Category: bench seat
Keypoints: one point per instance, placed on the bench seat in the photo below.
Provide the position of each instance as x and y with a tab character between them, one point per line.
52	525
--
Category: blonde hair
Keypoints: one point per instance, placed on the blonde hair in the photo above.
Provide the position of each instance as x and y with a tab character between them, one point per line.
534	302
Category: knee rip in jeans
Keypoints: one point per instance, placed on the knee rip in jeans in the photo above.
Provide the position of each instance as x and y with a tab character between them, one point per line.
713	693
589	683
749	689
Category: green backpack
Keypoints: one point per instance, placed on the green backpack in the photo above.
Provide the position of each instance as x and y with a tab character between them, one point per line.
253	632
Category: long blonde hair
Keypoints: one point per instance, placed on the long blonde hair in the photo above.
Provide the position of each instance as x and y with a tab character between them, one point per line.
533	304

**Given instruction:**
Select every line of the listing above that contains the string "knee", matching case exactly.

**The response:**
Category: knee rip in jeans
Keypoints: one point per instance, placed on the knee rip in jeans in the photo above.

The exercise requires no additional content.